- AUFGABE A
Such aus den Zeilen weiter unten jede heraus, in der „short“ vorkommt, und schreib sie genau so ab. Groß- und Kleinschreibung zählt dabei.

- ANGEZEIGTER TEXT
○ ○ ○ ○ ○

26.4.16
Genozid an Armeniern: Alles, was Sie wissen müssen
Vor 100 Jahren wurden Hunderttausende Armenier von den Osmanen
deportiert und getötet. Hans-Lukas Kieser, Professor für Geschichte der
Neuzeit an der Universität Zürich, nimmt zu einigen der wichtigsten
Punkten Stellung.
Das armenische Siedlungsgebiet lag seit dem 19. Jahrhundert in der Türkei (damals Osmanisches Reich) und in Russland. Die Armenier stellten schon früh Forderungen nach Reformen für eine Gleichstellung innerhalb des Osmanischen Reiches. Das niedergehende Osmanische Reich reagierte vor allem mit Repression und ersten Massakern.
Noch schlimmer wurde die Lage für die Armenier, als Ende 1914 eine Grossoffensive des Osmanischen Reiches gegen Russland im Kaukasus mit einer verheerenden Niederlage endete. Armenier hatten auf beiden Seiten gekämpft. Obwohl die Mehrheit der armenischen Zivilisten und Soldaten gegenüber dem Osmanischen Reich loyal geblieben war, machte die Regierung die Armenier kollektiv für die militärischen Probleme verantwortlich – zumal einige von ihnen den Krieg kritisierten und auf den Sieg der Gegner hofften. Die Armenier wurden zu Sündenböcken.

○ ○ ○ ○ ○

- AUFGABE B
Mach mit dem Text über den Völkermord an den Armeniern oben weiter, gleich im Anschluss an seinen letzten Satz.

- VORLIEGENDES MATERIAL
○ ○ ○ ○ ○

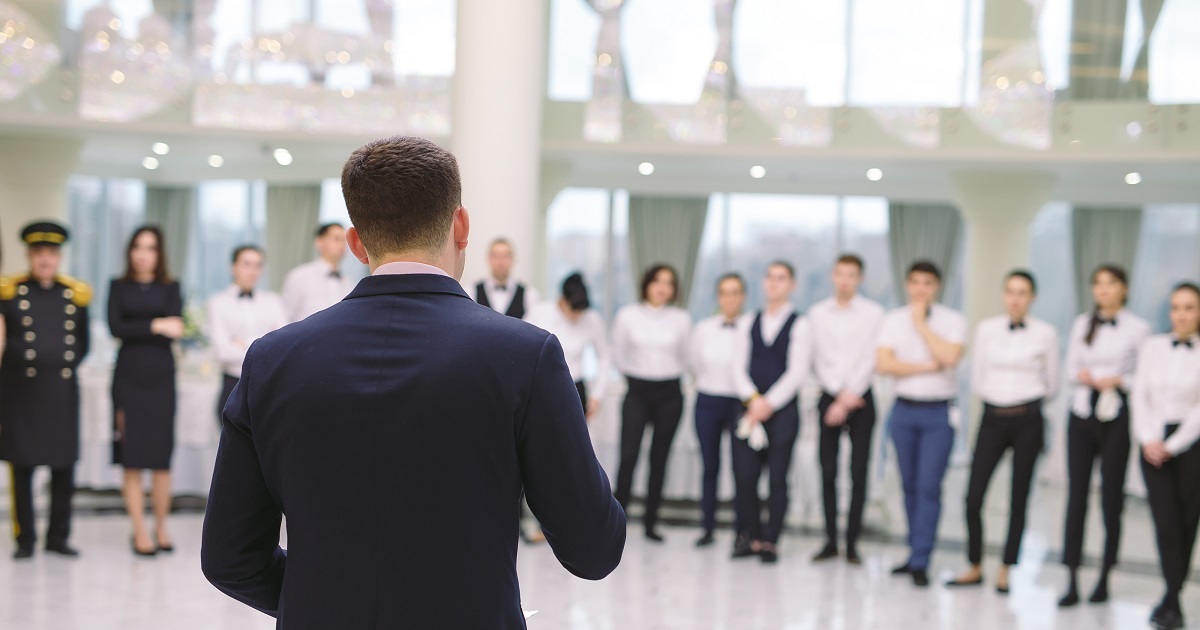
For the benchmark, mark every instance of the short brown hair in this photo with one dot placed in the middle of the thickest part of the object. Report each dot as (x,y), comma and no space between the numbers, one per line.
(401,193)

○ ○ ○ ○ ○

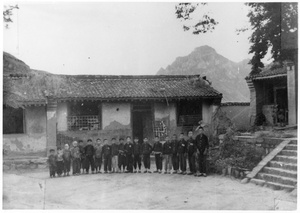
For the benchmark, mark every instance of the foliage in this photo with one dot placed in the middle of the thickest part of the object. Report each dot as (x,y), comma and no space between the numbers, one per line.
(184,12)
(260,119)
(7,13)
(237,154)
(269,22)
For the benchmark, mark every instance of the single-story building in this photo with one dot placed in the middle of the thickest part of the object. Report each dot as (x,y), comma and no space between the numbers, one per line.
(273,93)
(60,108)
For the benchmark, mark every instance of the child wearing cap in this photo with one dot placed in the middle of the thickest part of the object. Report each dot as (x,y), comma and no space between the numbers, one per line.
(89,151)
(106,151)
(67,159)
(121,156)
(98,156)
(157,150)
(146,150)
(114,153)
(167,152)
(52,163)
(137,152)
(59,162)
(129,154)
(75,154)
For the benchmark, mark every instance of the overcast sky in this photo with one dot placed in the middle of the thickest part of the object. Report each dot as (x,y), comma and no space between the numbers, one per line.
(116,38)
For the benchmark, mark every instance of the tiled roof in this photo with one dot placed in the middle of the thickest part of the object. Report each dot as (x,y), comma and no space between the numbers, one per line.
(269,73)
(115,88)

○ ○ ○ ○ ○

- ERGEBNIS A
For the benchmark, mark every instance of the short brown hair in this photo with one dot placed in the middle of the thickest part of the object. Report each dot as (x,y), comma and no space between the numbers, one per line.

- ERGEBNIS B
Am 24. April 1915 liess die jungtürkische Regierung armenische Intellektuelle in Konstantinopel verhaften, deportieren und töten. Die treibende Kraft war dabei Innenminister Talaat Bey. Dieses Datum gilt als Auftakt zum Völkermord und wird heute von den Armeniern als Genozid-Gedenktag begangen.
Die Armenier wurden in den kommenden Wochen aus ganz Anatolien deportiert. Alles war telegrafisch gesteuert. Die zentrale Planung war tödlich angelegt. Ein Grossteil der armenischen Männer wurde hingerichtet. Viele Frauen und Kinder starben auf den Todesmärschen in Richtung syrische Wüste. Die Überlebenden verhungerten in den Wüstenlagern oder wurden im August 1916 bei Deir al-Sor im Osten des heutigen Syriens massakriert. Etwa eine Millionen Armenier kamen ums Leben. Die Armenier sprechen sogar von bis zu 1,5 Millionen Toten.
Die Türkei weist den Vorwurf des Völkermordes zurück und spricht von kriegsbedingten Ereignissen. Das Hauptproblem Ankaras, den Genozid an den Armeniern anzuerkennen, liegt in der Gründungsgeschichte des türkischen Nationalstaates. Eine Anerkennung würde seine Helden in Frage stellen und ein grelles Licht auf die Rolle des Massenraubmords von 1915/16 für den Aufbau des Nationalstaates werfen.
Die Armenier sind das älteste christliche Volk der Welt, das seit über 2700 Jahren im Gebiet zwischen dem Hochland Ostanatoliens und dem Südkaukasus heimisch ist.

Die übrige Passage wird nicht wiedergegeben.